Report every line in the data below that contains the word "green", copying each such line in full.
** start **
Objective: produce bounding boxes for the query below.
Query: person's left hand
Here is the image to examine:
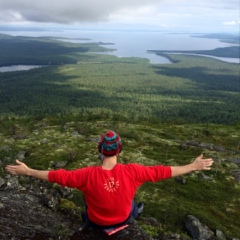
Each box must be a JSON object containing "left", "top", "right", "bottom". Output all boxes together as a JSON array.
[
  {"left": 192, "top": 154, "right": 214, "bottom": 171},
  {"left": 6, "top": 160, "right": 30, "bottom": 175}
]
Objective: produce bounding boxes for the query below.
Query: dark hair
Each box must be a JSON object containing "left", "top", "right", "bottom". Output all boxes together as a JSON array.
[{"left": 98, "top": 131, "right": 122, "bottom": 156}]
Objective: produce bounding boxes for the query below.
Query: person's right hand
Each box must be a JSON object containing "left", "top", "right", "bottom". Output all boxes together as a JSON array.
[{"left": 6, "top": 160, "right": 30, "bottom": 175}]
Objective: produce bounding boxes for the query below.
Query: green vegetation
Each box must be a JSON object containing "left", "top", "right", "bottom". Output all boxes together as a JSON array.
[
  {"left": 0, "top": 35, "right": 240, "bottom": 238},
  {"left": 0, "top": 114, "right": 240, "bottom": 237},
  {"left": 0, "top": 34, "right": 240, "bottom": 124}
]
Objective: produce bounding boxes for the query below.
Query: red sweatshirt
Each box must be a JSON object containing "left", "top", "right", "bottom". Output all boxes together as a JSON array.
[{"left": 48, "top": 163, "right": 172, "bottom": 226}]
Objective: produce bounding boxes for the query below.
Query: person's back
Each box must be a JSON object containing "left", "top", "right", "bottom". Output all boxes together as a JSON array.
[
  {"left": 49, "top": 161, "right": 171, "bottom": 226},
  {"left": 6, "top": 131, "right": 213, "bottom": 230}
]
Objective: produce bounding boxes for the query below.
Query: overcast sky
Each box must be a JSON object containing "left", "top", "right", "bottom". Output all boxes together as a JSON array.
[{"left": 0, "top": 0, "right": 240, "bottom": 33}]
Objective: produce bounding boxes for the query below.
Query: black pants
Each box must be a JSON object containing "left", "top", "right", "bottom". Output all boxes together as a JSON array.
[{"left": 82, "top": 201, "right": 139, "bottom": 229}]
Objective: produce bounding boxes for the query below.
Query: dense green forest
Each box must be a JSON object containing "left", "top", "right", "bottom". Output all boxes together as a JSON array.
[
  {"left": 0, "top": 35, "right": 240, "bottom": 124},
  {"left": 0, "top": 32, "right": 240, "bottom": 239}
]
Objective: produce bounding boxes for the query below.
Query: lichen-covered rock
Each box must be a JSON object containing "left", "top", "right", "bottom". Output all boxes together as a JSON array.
[{"left": 185, "top": 215, "right": 214, "bottom": 240}]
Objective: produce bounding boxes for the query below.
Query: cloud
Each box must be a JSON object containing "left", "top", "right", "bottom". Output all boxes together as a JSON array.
[
  {"left": 223, "top": 19, "right": 240, "bottom": 26},
  {"left": 0, "top": 0, "right": 161, "bottom": 23},
  {"left": 0, "top": 0, "right": 239, "bottom": 31}
]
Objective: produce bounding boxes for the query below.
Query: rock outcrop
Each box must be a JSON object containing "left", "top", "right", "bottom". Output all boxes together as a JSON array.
[{"left": 0, "top": 175, "right": 236, "bottom": 240}]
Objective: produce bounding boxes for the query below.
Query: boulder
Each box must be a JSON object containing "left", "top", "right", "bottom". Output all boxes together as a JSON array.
[{"left": 185, "top": 215, "right": 214, "bottom": 240}]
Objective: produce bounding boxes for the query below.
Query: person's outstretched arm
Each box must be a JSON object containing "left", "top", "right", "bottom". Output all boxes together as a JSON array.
[
  {"left": 171, "top": 154, "right": 213, "bottom": 177},
  {"left": 6, "top": 160, "right": 49, "bottom": 181}
]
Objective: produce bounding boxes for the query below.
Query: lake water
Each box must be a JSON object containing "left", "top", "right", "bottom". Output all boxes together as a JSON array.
[
  {"left": 0, "top": 65, "right": 42, "bottom": 72},
  {"left": 0, "top": 30, "right": 239, "bottom": 68}
]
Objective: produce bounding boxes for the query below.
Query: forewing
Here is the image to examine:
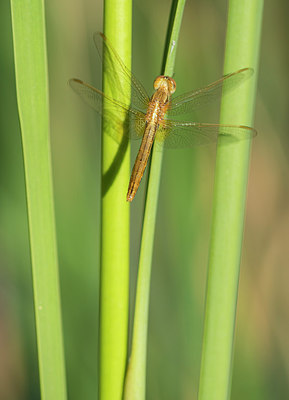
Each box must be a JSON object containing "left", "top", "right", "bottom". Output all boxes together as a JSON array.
[
  {"left": 156, "top": 120, "right": 257, "bottom": 149},
  {"left": 168, "top": 68, "right": 254, "bottom": 117},
  {"left": 93, "top": 32, "right": 149, "bottom": 111},
  {"left": 69, "top": 79, "right": 145, "bottom": 143}
]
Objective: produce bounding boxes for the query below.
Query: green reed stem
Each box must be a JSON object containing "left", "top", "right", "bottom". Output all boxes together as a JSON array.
[
  {"left": 11, "top": 0, "right": 66, "bottom": 400},
  {"left": 198, "top": 0, "right": 263, "bottom": 400},
  {"left": 124, "top": 0, "right": 185, "bottom": 400},
  {"left": 99, "top": 0, "right": 132, "bottom": 400}
]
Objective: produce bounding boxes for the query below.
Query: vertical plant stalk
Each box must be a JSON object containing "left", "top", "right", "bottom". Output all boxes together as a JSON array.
[
  {"left": 198, "top": 0, "right": 263, "bottom": 400},
  {"left": 99, "top": 0, "right": 132, "bottom": 400},
  {"left": 11, "top": 0, "right": 66, "bottom": 400},
  {"left": 124, "top": 0, "right": 185, "bottom": 400}
]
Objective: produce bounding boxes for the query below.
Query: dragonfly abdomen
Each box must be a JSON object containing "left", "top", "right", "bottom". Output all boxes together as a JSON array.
[{"left": 126, "top": 122, "right": 157, "bottom": 202}]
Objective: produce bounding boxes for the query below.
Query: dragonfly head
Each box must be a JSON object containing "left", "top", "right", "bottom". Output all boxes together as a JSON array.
[{"left": 154, "top": 75, "right": 177, "bottom": 96}]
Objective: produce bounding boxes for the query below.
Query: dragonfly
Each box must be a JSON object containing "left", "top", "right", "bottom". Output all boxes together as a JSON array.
[{"left": 69, "top": 32, "right": 257, "bottom": 202}]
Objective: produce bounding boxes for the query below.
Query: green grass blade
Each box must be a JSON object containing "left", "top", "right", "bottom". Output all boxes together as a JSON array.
[
  {"left": 124, "top": 0, "right": 185, "bottom": 400},
  {"left": 198, "top": 0, "right": 263, "bottom": 400},
  {"left": 11, "top": 0, "right": 66, "bottom": 400},
  {"left": 99, "top": 0, "right": 132, "bottom": 400}
]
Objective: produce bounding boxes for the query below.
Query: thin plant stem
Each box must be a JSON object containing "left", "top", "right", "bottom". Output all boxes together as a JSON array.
[
  {"left": 99, "top": 0, "right": 132, "bottom": 400},
  {"left": 11, "top": 0, "right": 66, "bottom": 400},
  {"left": 124, "top": 0, "right": 185, "bottom": 400},
  {"left": 198, "top": 0, "right": 263, "bottom": 400}
]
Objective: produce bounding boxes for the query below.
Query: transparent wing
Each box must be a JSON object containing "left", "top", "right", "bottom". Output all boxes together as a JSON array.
[
  {"left": 93, "top": 32, "right": 149, "bottom": 111},
  {"left": 168, "top": 68, "right": 254, "bottom": 117},
  {"left": 69, "top": 79, "right": 145, "bottom": 143},
  {"left": 156, "top": 120, "right": 257, "bottom": 149}
]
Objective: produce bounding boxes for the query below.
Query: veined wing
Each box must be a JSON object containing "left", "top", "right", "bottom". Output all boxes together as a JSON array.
[
  {"left": 168, "top": 68, "right": 254, "bottom": 117},
  {"left": 93, "top": 32, "right": 149, "bottom": 111},
  {"left": 69, "top": 79, "right": 145, "bottom": 143},
  {"left": 156, "top": 120, "right": 257, "bottom": 149}
]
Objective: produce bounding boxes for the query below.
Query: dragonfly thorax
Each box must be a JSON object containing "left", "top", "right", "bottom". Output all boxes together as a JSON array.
[{"left": 154, "top": 75, "right": 177, "bottom": 96}]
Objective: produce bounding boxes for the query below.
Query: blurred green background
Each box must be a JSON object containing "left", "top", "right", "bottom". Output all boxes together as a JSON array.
[{"left": 0, "top": 0, "right": 289, "bottom": 400}]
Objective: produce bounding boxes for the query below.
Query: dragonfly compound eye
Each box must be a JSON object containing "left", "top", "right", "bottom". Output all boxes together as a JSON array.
[{"left": 154, "top": 75, "right": 176, "bottom": 94}]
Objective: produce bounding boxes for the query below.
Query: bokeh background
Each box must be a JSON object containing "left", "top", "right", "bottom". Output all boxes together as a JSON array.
[{"left": 0, "top": 0, "right": 289, "bottom": 400}]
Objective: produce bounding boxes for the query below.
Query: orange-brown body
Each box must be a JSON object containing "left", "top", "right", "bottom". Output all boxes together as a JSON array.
[{"left": 126, "top": 75, "right": 176, "bottom": 201}]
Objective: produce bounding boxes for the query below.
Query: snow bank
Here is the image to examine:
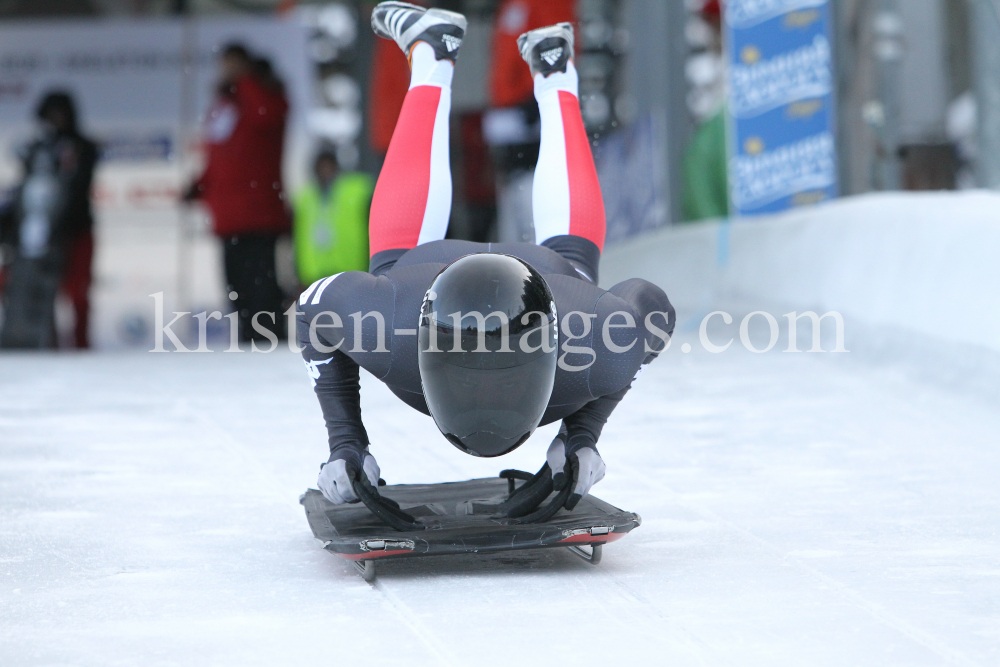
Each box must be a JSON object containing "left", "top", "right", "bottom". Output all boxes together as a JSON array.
** end **
▸ TASK RESULT:
Query: green vegetation
Query: dense green forest
Query: green reed stem
Query: green grass blade
Query: blurred green background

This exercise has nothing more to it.